Quoted text
Sign in with
Sign up | Sign in
Your question

Netgear ME102 connection problem

Last response: in Wireless Networking
Share
Anonymous
June 19, 2004 6:57:09 PM

Archived from groups: alt.internet.wireless (More info?)

An easy one 4 you network experts, but it has left me totally
confused. so here we go - I have:

1: A desktop (Windows XP) / Asound 10/100M based ethernet card /
crossover Cat 5E cable, and a USB cable connected to Netgear ME102
Access Point. The USB cable is not the original, but a printer cable I
had available, though it seems to work.

2: A 'wandering' laptop (Windows XP) Netgear /MA521 PC Adapter.

History:
I had originally set up an ad hoc wireless network with the laptop (+
its MA521) and the desktop supporting a PCI MA311 card. This did work
but due to the building materials and the layout of the house the
connection was unstable. I therefore opted to sell my PCI card and use
my old ethernet card attached to the ME102 by a cross-over ethernet
cable.

Situation:
I can't get any of them to them to talk to each other.

The laptop is aware of the Access Point's signal and claims it is
'excellent', but I am unable to get it to 'ping' the Access Point from
the laptop. By the way the Laptop describes the connection as 'Dora'.
I did not choose the name. My previous setup was 'Any'.

The desktop is unable to communicate with the Access point, but the
green neons on both the Ethernet card and the Access Point light up.

There is a USB utility that looks at the configuration of the Access
Point. When I try to use it to alter the configuration it appears to
do so (and the green lights flashes), but when I close the USB utility
and then re-open it, the configuration showing remains unchanged.

I cannot ping the Access Point from the desktop.

So there you are. I have no reason to believe there is a problem with
the Access Point, even though It was purchased 2nd hand.

Any ideas?

Geoff
Anonymous
June 20, 2004 4:49:01 AM

Archived from groups: alt.internet.wireless (More info?)

Data shown
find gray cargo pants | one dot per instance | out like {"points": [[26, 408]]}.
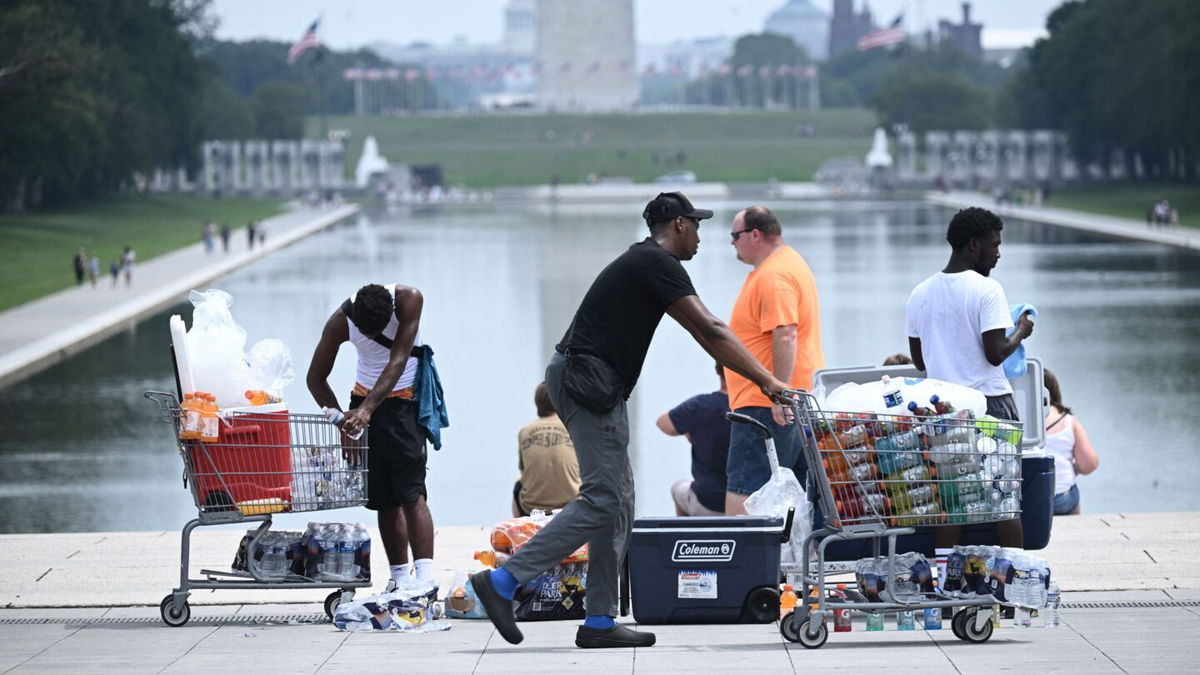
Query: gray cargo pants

Your tasks
a – Output the passage from the Netgear ME102 forum post, starting at "There is a USB" and ending at "purchased 2nd hand.".
b – Condense the paragraph of the Netgear ME102 forum post that begins "I had originally set up an ad hoc wireless network" into a shorter version that keeps its main facts.
c – Please write the next part of the Netgear ME102 forum post, picking up after its final line.

Expected results
a –
There is a USB utility that looks at the configuration of the Access
Point. When I try to use it to alter the configuration it appears to
do so (and the green lights flashes), but when I close the USB utility
and then re-open it, the configuration showing remains unchanged.

I cannot ping the Access Point from the desktop.

So there you are. I have no reason to believe there is a problem with
the Access Point, even though It was purchased 2nd hand.

b – The laptop (with its MA521) and the desktop (with a PCI MA311 card) were first set up as an ad hoc wireless network. It worked, but the building materials and house layout made the connection unstable, so the PCI card was sold and the old ethernet card was connected to the ME102 with a crossover ethernet cable.

c –
Ethernet cards and wireless cards are two different cards. With this I mean
they both have a different MAC-address and can both be separately configured
(DHCP or Static IP? etc.)

Dora can be your neighbours SSID instead of yours, however if the connection
is "Excellent", I doubt about that.

Did you change the setting from ad hoc to infrastructure?

What IP address do you try to ping from the desktop? Make sure what
IP-address the AP has and if your desktop is on DHCP and receives an IP from
the AP. If so, you should be able to ping.

Reset your AP, put everything on DHCP, reconfigure, beginning without any
security restriction.

Connect the desktop and laptop directly with the cross-cable. Are they
getting an IP addresss?



The reason will probably be something stupid, a simple setting here or
there. I'm sure you'll find it.



"Geoff W" <geoff@winterman.org.uk> wrote in message
news:3c66ae08.0406191357.4e0808f@posting.google.com...
> An easy one 4 you network experts, but it has left me totally
> confused. so here we go - I have:
>
> 1: A desktop (Windows XP) / Asound 10/100M based ethernet card /
> crossover Cat 5E cable, and a USB cable connected to Netgear ME102
> Access Point. The USB cable is not the original, but a printer cable I
> had available, though it seems to work.
>
> 2: A 'wandering' laptop (Windows XP) Netgear /MA521 PC Adapter.
>
> History:
> I had originally set up an ad hoc wireless network with the laptop (+
> its MA521) and the desktop supporting a PCI MA311 card. This did work
> but due to the building materials and the layout of the house the
> connection was unstable. I therefore opted to sell my PCI card and use
> my old ethernet card attached to the ME102 by a cross-over ethernet
> cable.
>
> Situation:
> I can't get any of them to them to talk to each other.
>
> The laptop is aware of the Access Point's signal and claims it is
> 'excellent', but I am unable to get it to 'ping' the Access Point from
> the laptop. By the way the Laptop describes the connection as 'Dora'.
> I did not choose the name. My previous setup was 'Any'.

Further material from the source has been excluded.